**Your assignment**
The answer must restate the records below word for word.

**Data supplied**
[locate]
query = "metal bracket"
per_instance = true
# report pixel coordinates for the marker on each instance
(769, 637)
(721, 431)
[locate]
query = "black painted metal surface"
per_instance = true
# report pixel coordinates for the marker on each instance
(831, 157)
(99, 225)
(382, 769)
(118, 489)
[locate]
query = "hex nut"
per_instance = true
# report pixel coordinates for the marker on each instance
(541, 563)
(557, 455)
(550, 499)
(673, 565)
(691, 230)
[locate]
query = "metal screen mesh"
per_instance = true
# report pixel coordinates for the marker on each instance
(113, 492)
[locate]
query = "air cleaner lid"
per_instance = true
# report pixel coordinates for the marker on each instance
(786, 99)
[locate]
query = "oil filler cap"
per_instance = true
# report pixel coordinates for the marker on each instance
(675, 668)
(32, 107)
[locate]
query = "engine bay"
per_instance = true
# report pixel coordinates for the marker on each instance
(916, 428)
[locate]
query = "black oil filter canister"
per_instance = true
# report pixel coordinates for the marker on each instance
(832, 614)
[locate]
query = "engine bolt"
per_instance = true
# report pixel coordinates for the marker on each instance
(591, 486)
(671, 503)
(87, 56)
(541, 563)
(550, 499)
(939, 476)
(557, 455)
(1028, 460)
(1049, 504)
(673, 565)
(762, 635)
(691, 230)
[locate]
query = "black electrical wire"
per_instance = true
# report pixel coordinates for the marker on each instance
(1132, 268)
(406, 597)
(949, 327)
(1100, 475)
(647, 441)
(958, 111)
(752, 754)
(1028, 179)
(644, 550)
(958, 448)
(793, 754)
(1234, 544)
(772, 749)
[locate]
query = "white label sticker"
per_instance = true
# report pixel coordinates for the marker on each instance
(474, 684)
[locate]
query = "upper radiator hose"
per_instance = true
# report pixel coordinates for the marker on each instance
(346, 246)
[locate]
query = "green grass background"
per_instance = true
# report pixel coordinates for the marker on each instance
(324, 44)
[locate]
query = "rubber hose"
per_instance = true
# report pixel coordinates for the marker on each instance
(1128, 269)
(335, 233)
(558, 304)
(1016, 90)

**Output**
[locate]
query = "metal bracket"
per_instance = true
# report pixel coordinates for the marker on each instance
(769, 637)
(721, 431)
[locate]
query = "black painted metal surface"
per_instance = true
# report pixel coordinates for the marker on each instance
(831, 157)
(99, 225)
(382, 769)
(118, 489)
[locate]
query = "hex nut"
per_instance = true
# report pixel coordinates for the marker on each instance
(541, 563)
(557, 455)
(550, 499)
(673, 565)
(691, 230)
[locate]
query = "metal screen mesh"
per_instance = true
# report pixel coordinates for the marker on each instance
(113, 492)
[locate]
query = "air cleaner lid"
per_instance = true
# report pixel coordinates for the marker on each instance
(786, 99)
[locate]
query = "oil filler cap"
per_instance = true
# report pixel coordinates for the marker on each instance
(675, 668)
(32, 107)
[locate]
query = "engine bay"
per_instance = true
# report pixel coordinates for the marker on each instance
(916, 428)
[locate]
query = "black oil filter canister"
per_instance = true
# report pixel coordinates for the marker on each instance
(832, 614)
[locate]
query = "engine bolt"
per_instance = true
# report pixel coordinates for the marker on each instance
(591, 486)
(671, 503)
(87, 56)
(541, 563)
(550, 499)
(939, 476)
(557, 455)
(1028, 460)
(1049, 504)
(673, 565)
(762, 635)
(691, 230)
[locate]
query = "black electrical wire"
per_instance = true
# report pixel coordinates for the marker on each instance
(1132, 268)
(406, 597)
(949, 327)
(1100, 475)
(647, 441)
(958, 111)
(752, 754)
(1028, 179)
(644, 550)
(958, 448)
(793, 754)
(1234, 544)
(772, 749)
[locate]
query = "white label sticker"
per_instance = true
# report pixel coordinates for the marker on each instance
(474, 684)
[locate]
query = "upper radiator hose"
per_instance = true
# report pixel coordinates for the marker on each instance
(346, 246)
[locate]
query = "green grass background"
per_instance = true
# report pixel coordinates for the marker on each instance
(324, 44)
[locate]
query = "rubber hose"
per_instance = true
# report pixel coordinates for the marker on each instance
(1128, 269)
(335, 233)
(558, 304)
(1016, 90)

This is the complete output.